Using the listing that follows, filter out every line lacking the string "stucco" and return the rest.

» **Material provided**
◇ ◇ ◇ ◇ ◇ ◇ ◇
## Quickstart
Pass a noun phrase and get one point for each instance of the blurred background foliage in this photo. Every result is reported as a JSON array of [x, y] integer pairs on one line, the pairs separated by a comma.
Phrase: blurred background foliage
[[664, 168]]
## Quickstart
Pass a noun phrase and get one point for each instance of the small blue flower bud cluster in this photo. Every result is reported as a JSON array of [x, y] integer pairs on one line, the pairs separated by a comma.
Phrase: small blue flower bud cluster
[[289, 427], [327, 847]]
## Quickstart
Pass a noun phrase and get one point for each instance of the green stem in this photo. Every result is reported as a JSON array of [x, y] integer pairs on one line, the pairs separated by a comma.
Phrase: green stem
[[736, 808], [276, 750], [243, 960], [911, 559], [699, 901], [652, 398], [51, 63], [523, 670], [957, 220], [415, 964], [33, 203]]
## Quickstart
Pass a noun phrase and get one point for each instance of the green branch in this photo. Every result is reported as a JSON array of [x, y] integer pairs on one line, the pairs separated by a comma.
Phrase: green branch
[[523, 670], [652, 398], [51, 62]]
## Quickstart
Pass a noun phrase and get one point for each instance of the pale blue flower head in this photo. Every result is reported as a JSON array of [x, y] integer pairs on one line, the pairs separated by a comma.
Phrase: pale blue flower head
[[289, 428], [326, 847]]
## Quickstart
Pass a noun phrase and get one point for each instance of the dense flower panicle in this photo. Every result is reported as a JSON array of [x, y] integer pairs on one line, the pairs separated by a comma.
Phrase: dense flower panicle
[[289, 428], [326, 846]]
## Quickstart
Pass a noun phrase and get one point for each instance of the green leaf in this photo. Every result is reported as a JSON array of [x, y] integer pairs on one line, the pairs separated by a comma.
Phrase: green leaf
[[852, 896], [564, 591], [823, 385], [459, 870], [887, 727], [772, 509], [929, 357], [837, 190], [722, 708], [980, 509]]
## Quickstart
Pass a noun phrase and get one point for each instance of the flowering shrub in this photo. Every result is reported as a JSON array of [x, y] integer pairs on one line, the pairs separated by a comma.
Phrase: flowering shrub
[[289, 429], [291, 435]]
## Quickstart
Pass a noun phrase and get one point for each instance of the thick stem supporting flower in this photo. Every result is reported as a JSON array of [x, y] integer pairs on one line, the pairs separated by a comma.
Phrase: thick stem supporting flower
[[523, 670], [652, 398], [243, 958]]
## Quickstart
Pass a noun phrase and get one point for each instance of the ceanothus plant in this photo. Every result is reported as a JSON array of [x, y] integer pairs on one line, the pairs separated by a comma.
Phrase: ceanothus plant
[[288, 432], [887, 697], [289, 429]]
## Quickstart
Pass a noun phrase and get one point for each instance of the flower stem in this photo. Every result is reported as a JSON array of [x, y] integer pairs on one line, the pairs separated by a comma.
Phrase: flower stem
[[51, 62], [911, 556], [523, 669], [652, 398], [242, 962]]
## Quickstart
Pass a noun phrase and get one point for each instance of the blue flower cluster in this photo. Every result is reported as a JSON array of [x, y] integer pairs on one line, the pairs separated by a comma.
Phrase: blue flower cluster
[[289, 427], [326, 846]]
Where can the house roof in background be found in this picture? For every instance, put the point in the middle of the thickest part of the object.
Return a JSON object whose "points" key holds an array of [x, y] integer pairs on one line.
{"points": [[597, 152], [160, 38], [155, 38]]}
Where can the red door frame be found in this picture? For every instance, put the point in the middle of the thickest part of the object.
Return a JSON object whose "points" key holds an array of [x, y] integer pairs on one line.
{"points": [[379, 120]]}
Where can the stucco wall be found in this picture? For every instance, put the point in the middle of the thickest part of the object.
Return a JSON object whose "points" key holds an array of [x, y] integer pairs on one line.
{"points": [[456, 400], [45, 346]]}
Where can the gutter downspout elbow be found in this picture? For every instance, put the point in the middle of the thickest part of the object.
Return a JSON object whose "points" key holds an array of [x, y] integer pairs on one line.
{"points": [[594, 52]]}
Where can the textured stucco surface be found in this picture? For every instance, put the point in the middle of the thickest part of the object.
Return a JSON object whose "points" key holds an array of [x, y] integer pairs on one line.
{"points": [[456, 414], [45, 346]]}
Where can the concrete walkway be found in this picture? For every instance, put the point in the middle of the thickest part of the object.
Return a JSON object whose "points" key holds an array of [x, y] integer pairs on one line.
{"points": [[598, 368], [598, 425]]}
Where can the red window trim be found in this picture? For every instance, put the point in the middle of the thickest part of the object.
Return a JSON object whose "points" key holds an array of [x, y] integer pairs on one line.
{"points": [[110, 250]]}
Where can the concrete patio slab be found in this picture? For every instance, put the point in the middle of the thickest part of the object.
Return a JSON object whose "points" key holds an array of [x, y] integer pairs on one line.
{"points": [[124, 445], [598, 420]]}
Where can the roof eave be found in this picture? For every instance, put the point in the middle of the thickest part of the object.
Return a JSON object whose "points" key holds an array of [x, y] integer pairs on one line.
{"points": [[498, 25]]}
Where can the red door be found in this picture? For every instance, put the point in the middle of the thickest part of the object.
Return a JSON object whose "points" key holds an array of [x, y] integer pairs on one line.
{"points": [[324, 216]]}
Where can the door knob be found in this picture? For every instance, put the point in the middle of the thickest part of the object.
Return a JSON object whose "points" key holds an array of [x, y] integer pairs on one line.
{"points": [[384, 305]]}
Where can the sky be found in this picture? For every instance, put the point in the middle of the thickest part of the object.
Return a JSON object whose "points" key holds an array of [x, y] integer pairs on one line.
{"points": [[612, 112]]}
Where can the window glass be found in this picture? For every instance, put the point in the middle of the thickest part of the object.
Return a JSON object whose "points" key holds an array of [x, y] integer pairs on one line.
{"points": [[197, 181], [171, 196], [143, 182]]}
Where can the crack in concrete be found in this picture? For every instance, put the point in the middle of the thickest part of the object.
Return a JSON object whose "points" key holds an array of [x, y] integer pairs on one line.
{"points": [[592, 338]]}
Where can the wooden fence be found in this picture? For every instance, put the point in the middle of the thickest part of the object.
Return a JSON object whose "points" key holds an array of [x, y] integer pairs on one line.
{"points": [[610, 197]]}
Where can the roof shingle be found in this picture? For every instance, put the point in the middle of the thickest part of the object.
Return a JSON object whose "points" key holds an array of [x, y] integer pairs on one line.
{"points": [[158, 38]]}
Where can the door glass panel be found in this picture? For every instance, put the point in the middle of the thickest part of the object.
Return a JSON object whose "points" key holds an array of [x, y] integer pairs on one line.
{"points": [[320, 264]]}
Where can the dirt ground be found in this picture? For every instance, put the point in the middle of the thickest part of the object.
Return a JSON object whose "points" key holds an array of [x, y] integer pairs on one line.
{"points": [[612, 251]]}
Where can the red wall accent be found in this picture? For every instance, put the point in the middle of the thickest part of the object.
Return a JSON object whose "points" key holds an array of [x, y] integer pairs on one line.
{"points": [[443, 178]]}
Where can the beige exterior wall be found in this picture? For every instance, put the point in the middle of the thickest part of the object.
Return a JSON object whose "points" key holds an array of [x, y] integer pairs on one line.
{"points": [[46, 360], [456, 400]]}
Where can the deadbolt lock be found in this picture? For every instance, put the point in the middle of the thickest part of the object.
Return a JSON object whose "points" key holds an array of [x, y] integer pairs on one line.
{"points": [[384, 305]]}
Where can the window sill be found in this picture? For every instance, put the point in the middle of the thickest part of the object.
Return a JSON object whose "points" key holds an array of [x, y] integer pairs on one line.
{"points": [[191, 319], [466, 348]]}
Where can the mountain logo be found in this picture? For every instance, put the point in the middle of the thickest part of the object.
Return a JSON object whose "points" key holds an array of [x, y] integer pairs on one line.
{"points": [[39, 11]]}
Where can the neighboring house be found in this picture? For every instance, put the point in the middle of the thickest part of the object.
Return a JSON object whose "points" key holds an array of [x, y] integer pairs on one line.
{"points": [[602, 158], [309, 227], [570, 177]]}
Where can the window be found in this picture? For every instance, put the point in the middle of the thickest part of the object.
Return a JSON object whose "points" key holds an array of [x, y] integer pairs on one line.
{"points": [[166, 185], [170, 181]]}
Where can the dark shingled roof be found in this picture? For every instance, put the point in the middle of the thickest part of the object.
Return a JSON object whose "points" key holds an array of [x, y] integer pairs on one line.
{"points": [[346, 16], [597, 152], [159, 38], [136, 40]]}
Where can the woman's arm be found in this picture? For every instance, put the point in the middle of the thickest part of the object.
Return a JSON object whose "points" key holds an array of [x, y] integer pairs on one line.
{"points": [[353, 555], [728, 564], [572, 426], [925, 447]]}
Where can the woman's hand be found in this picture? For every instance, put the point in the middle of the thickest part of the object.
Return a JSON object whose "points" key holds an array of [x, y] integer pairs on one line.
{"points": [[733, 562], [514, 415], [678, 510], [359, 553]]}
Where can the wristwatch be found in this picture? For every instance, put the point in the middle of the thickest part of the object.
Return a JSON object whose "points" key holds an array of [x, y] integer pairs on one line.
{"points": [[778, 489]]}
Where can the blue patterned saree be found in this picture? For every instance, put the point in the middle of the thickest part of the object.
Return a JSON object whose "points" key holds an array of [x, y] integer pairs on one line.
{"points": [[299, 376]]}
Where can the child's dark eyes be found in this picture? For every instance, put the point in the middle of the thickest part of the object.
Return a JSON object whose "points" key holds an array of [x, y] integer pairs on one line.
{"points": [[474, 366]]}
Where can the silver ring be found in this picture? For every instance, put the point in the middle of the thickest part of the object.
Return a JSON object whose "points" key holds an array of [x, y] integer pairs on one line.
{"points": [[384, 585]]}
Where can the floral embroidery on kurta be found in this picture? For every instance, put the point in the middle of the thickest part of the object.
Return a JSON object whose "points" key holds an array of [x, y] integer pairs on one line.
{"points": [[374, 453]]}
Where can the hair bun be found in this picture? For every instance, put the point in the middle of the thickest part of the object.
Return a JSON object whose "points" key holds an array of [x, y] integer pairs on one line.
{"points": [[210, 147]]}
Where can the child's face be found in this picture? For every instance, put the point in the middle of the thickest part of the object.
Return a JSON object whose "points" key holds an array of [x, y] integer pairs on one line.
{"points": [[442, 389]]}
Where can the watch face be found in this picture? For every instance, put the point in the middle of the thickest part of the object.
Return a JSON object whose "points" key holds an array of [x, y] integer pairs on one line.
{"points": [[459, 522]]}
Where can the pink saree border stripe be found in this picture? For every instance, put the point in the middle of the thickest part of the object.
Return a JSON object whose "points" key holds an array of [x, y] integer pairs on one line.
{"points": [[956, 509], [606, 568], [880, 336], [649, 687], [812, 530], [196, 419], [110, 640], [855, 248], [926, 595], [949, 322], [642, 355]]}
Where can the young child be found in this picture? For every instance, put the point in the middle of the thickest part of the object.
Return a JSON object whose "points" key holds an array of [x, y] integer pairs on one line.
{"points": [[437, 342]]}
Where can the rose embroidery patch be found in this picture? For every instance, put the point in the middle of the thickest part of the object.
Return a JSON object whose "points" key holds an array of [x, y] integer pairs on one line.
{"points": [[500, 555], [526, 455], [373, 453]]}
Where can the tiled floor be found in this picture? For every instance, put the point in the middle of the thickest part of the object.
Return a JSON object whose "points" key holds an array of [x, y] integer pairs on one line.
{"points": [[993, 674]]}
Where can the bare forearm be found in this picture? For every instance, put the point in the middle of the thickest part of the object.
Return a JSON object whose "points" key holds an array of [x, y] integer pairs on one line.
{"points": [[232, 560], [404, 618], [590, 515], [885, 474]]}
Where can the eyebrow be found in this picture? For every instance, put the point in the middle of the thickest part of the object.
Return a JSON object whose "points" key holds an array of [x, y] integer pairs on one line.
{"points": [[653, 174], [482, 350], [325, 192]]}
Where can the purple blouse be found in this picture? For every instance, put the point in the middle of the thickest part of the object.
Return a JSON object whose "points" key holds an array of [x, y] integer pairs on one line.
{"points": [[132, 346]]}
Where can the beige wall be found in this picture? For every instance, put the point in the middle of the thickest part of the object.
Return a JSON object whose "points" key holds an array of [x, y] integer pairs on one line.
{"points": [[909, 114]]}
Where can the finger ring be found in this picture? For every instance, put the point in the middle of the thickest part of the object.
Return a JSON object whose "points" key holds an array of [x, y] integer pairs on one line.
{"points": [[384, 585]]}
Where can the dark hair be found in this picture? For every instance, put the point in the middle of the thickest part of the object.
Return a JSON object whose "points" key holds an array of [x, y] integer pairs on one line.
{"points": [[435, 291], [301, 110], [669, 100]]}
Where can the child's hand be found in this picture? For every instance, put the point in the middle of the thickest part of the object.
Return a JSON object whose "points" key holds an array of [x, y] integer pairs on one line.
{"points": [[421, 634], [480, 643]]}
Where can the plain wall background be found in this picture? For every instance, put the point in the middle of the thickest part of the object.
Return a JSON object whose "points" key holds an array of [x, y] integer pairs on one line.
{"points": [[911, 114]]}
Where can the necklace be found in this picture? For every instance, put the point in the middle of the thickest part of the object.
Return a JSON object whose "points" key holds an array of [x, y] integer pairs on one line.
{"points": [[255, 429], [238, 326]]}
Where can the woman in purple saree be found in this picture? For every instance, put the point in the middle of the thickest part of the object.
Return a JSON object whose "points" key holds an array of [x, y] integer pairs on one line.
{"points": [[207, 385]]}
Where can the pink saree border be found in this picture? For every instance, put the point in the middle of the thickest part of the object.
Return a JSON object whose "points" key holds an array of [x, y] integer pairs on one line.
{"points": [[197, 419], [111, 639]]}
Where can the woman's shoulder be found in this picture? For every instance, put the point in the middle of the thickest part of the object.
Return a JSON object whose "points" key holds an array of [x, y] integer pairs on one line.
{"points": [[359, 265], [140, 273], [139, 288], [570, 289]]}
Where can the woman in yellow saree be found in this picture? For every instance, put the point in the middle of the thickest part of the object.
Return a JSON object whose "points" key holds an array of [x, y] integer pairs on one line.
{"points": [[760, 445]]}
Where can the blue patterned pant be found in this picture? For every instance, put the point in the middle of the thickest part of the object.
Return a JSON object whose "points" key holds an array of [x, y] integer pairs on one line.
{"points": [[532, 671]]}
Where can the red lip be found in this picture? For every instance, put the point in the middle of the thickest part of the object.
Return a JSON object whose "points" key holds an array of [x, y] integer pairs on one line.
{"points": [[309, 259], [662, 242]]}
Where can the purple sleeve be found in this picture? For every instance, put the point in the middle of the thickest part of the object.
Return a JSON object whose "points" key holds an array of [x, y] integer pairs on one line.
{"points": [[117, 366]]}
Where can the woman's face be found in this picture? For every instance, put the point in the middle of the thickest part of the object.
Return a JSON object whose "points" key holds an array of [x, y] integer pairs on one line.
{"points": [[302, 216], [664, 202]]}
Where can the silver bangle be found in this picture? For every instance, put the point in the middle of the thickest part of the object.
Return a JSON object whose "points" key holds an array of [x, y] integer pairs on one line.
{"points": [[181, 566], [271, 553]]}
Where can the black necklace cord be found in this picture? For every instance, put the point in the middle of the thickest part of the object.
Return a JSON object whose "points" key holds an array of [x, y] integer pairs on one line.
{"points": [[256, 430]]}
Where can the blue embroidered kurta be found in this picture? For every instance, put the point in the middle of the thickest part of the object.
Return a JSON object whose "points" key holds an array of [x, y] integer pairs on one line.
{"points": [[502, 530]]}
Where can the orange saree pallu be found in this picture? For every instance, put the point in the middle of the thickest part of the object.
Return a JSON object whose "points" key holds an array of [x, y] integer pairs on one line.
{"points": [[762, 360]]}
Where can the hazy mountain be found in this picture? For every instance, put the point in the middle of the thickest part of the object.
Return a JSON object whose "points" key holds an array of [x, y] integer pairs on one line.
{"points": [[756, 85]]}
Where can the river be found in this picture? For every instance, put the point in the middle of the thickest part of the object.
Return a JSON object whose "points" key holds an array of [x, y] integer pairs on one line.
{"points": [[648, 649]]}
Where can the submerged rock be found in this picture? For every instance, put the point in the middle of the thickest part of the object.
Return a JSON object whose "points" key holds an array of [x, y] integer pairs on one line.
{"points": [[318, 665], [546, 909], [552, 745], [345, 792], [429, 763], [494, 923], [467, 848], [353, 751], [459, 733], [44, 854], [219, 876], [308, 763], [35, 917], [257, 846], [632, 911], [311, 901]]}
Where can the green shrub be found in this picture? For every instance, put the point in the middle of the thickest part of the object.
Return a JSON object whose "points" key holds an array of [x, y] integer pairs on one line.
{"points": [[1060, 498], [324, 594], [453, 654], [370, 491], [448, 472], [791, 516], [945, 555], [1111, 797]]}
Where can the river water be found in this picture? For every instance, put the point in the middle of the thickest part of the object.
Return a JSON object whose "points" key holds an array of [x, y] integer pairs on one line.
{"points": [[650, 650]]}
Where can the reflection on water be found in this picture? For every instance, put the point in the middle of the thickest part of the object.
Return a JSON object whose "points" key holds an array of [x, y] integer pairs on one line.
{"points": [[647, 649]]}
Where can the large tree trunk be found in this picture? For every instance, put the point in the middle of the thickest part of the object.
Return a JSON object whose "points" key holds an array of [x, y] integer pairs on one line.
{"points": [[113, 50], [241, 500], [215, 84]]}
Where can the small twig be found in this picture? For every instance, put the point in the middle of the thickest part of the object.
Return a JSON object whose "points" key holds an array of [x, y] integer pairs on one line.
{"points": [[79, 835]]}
◇ ◇ ◇ ◇ ◇ ◇ ◇
» **Result for this task**
Where can the stucco wall be found in this picture? For every instance, put the point in the middle of the thickest part of the object.
Where can the textured stucco surface be found in this picture? For every instance, put the point in the middle of the thickest part of the object.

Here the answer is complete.